### Description of the task
Below are records to be output exactly, every one of them.

*** Opening Data section ***

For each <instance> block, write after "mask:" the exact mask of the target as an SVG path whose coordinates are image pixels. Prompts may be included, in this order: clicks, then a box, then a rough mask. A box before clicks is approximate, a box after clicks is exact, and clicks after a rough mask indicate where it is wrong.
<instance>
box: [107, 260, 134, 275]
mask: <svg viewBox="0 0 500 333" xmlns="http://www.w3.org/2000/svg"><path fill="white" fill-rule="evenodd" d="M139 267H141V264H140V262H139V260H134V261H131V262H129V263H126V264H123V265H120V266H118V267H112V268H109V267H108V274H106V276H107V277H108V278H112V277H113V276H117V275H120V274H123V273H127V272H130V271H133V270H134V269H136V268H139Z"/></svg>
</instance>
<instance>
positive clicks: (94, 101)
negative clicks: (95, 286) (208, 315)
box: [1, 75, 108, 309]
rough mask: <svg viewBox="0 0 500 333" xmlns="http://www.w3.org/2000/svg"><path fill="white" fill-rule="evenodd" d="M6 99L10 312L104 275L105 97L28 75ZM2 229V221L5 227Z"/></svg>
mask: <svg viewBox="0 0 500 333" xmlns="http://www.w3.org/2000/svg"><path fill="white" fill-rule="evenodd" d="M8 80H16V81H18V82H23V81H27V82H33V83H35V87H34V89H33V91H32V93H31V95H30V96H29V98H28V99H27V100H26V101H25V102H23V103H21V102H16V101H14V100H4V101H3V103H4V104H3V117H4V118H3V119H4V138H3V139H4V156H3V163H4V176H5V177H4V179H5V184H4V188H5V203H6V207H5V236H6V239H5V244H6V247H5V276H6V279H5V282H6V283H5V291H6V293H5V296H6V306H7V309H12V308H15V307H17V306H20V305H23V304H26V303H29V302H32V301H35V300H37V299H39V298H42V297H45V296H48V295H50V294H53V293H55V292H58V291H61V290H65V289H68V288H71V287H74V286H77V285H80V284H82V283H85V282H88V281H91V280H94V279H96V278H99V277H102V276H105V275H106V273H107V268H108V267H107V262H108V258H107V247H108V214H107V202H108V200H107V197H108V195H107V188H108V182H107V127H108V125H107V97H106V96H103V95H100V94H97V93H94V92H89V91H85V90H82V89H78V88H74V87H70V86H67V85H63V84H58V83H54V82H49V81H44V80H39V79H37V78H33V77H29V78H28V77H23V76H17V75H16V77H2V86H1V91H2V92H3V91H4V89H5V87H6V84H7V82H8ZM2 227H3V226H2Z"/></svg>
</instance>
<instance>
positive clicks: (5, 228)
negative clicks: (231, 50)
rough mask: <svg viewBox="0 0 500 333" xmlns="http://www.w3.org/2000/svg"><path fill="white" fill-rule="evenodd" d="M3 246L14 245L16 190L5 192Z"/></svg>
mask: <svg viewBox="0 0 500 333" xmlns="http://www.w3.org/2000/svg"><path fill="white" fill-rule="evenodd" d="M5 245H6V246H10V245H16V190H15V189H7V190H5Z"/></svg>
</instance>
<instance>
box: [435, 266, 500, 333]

*** Closing Data section ***

### Reply
For each <instance> block, write after "mask:" the exact mask of the target as an SVG path whose coordinates are image pixels. Prompts may be included, in this order: clicks, then a box, then a rough mask. A box before clicks is approximate, a box after clicks is exact, and clicks after a rough mask indicate where it is wrong.
<instance>
box: [107, 260, 134, 275]
mask: <svg viewBox="0 0 500 333" xmlns="http://www.w3.org/2000/svg"><path fill="white" fill-rule="evenodd" d="M139 267H141V264H140V262H139V260H134V261H131V262H129V263H126V264H123V265H120V266H118V267H112V268H109V267H108V274H106V276H107V277H108V278H112V277H113V276H117V275H120V274H123V273H127V272H130V271H133V270H134V269H136V268H139Z"/></svg>
</instance>
<instance>
positive clicks: (94, 101)
negative clicks: (95, 286) (208, 315)
box: [1, 75, 108, 309]
rough mask: <svg viewBox="0 0 500 333" xmlns="http://www.w3.org/2000/svg"><path fill="white" fill-rule="evenodd" d="M6 99L10 312L104 275L105 97L28 75ZM2 229V221L5 227Z"/></svg>
mask: <svg viewBox="0 0 500 333" xmlns="http://www.w3.org/2000/svg"><path fill="white" fill-rule="evenodd" d="M8 80H16V81H18V82H23V81H27V82H33V83H35V87H34V89H33V91H32V93H31V95H30V96H29V98H28V99H27V100H26V101H25V102H23V103H21V102H16V101H14V100H4V101H3V103H4V104H3V117H4V118H3V119H4V138H3V139H4V156H3V163H4V176H5V177H4V179H5V184H4V188H5V203H6V207H5V236H6V239H5V244H6V247H5V276H6V279H5V282H6V283H5V291H6V293H5V296H6V306H7V309H12V308H15V307H17V306H20V305H23V304H26V303H29V302H32V301H35V300H37V299H39V298H42V297H45V296H48V295H50V294H53V293H55V292H58V291H61V290H65V289H68V288H71V287H74V286H77V285H80V284H82V283H85V282H88V281H91V280H94V279H96V278H99V277H102V276H105V275H106V273H107V268H108V267H107V262H108V258H107V247H108V214H107V202H108V200H107V197H108V195H107V188H108V182H107V127H108V125H107V97H106V96H103V95H100V94H97V93H94V92H89V91H85V90H82V89H78V88H74V87H70V86H67V85H63V84H58V83H54V82H49V81H44V80H39V79H37V78H33V77H29V78H28V77H23V76H17V75H16V77H2V86H1V91H2V92H3V91H4V89H5V87H6V84H7V82H8ZM2 227H3V226H2Z"/></svg>
</instance>
<instance>
positive clicks: (5, 228)
negative clicks: (231, 50)
rough mask: <svg viewBox="0 0 500 333" xmlns="http://www.w3.org/2000/svg"><path fill="white" fill-rule="evenodd" d="M3 246L14 245L16 190L5 192Z"/></svg>
mask: <svg viewBox="0 0 500 333" xmlns="http://www.w3.org/2000/svg"><path fill="white" fill-rule="evenodd" d="M5 245H6V246H10V245H16V190H15V189H7V190H5Z"/></svg>
</instance>
<instance>
box: [435, 266, 500, 333]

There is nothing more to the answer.